*** Block opens ***

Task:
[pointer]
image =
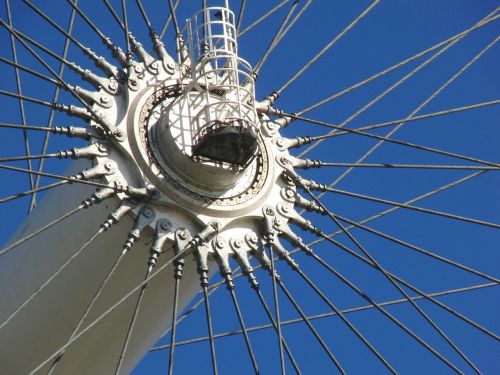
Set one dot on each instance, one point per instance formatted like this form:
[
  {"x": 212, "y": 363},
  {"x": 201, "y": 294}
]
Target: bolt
[
  {"x": 253, "y": 238},
  {"x": 113, "y": 85},
  {"x": 101, "y": 147},
  {"x": 118, "y": 132},
  {"x": 182, "y": 235},
  {"x": 109, "y": 165},
  {"x": 148, "y": 212}
]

*** Block closes ***

What the task requires: Return all the material exactly, pictures excluded.

Answer space:
Task:
[pointer]
image =
Set one dot on each instance, one point per instance formatted like this form:
[
  {"x": 212, "y": 363},
  {"x": 201, "y": 294}
]
Target: bolt
[
  {"x": 253, "y": 238},
  {"x": 113, "y": 85},
  {"x": 101, "y": 147},
  {"x": 118, "y": 132},
  {"x": 182, "y": 235},
  {"x": 109, "y": 165},
  {"x": 148, "y": 212}
]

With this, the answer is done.